WHAT IS ASKED — Write out every one of the records again with "central point" in place of "innermost point", changing nothing else. Leave the pictures out.
* Start RECORDS FOR THE TASK *
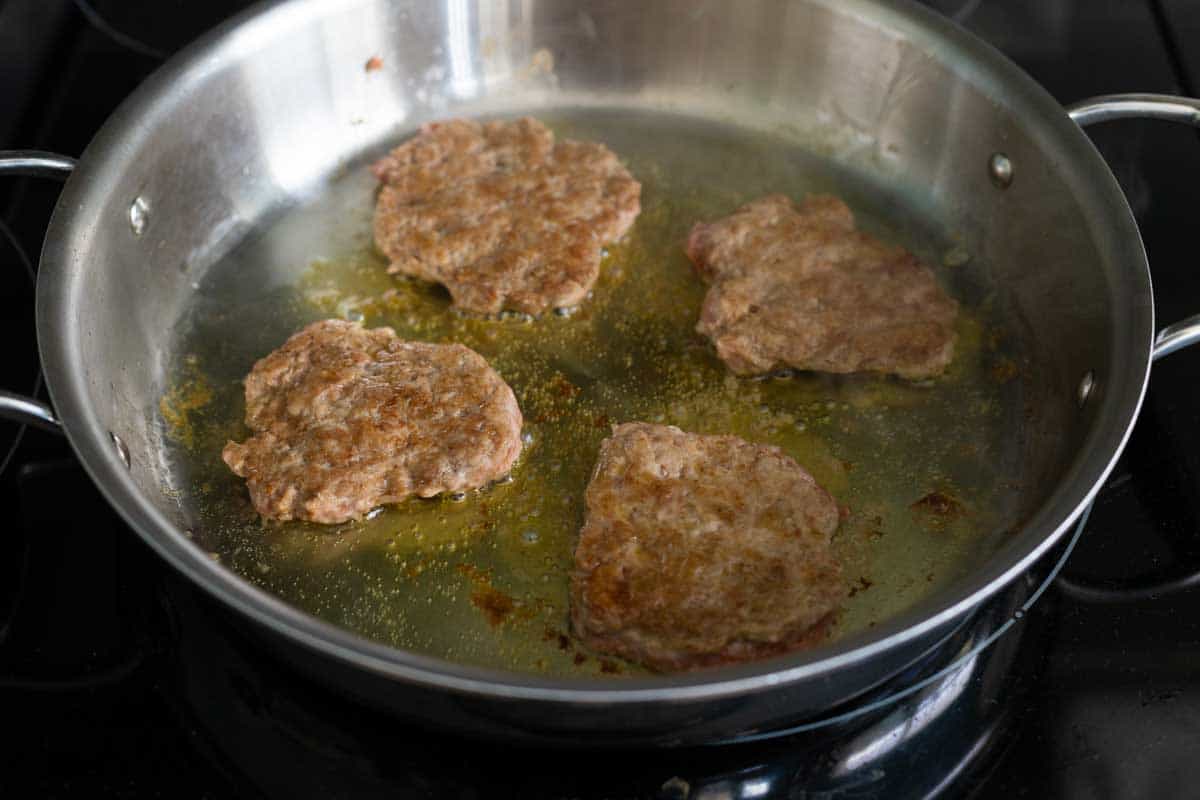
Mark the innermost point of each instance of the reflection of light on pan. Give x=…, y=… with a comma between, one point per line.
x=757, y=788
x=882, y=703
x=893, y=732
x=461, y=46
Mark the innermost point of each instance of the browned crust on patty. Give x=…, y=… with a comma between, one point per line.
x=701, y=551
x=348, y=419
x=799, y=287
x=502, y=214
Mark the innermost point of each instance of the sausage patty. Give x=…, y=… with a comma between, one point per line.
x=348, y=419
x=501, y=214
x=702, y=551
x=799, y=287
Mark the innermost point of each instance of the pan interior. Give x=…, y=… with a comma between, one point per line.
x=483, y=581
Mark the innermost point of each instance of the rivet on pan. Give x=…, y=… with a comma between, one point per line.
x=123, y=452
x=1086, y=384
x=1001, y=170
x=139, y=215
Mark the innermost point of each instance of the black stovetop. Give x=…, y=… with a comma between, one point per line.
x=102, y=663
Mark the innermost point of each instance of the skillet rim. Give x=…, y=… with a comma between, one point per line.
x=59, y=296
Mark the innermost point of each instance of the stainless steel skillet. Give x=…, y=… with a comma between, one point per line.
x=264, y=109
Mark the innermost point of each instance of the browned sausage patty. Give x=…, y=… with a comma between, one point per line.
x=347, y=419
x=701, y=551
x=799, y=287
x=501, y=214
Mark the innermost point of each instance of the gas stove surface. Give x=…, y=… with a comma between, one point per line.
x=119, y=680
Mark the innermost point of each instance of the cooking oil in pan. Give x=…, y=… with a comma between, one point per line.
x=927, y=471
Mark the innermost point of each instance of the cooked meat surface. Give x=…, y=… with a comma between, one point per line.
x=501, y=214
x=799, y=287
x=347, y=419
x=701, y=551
* End RECORDS FOR THE TASK *
ANSWER TO THIS EXERCISE —
Mark the central point of each instance of the reflection of light on pan. Give x=…, y=… with a comma between, one point per line.
x=757, y=788
x=882, y=703
x=893, y=732
x=461, y=46
Mark the central point of each instance of the browned crust on patty. Give x=…, y=… with a comma between, one point per line.
x=701, y=551
x=348, y=419
x=799, y=287
x=502, y=214
Mark the central point of each instance of the sausage patty. Give x=…, y=… with a comma between, one point per line.
x=348, y=419
x=501, y=214
x=702, y=551
x=799, y=287
Mark the central point of each instance of the pan interior. Give x=…, y=… with a comma between, one point per line.
x=483, y=581
Mark the central point of each instance of the rivet on pan. Give x=…, y=… with a comma between, one point per line.
x=123, y=452
x=1086, y=384
x=1001, y=170
x=139, y=215
Mark the central point of each instance of the black stovetop. Give x=…, y=… with a comma between, one point per line.
x=102, y=663
Mark the central point of each instance of the skillet rim. Give x=…, y=… with a comma between, one point per line.
x=59, y=296
Mark the central point of each instance of the stainless steel skillet. Give x=…, y=… with a comma between, one point per line.
x=264, y=109
Mark the central point of each instance of the browned sausage patty. Give x=…, y=… with a comma between, one point per line.
x=347, y=419
x=701, y=551
x=799, y=287
x=501, y=214
Mark the central point of each instance of the gas stove surface. Give x=…, y=… with a comma between, one point per line.
x=119, y=680
Mark the central point of each instance of the cooking oil in pan. Give x=…, y=… with a comma between, one point per line.
x=927, y=471
Mark the central point of each instance of the cooked meat surface. Give x=…, y=… with a comma between, one point per line.
x=501, y=214
x=799, y=287
x=347, y=419
x=701, y=551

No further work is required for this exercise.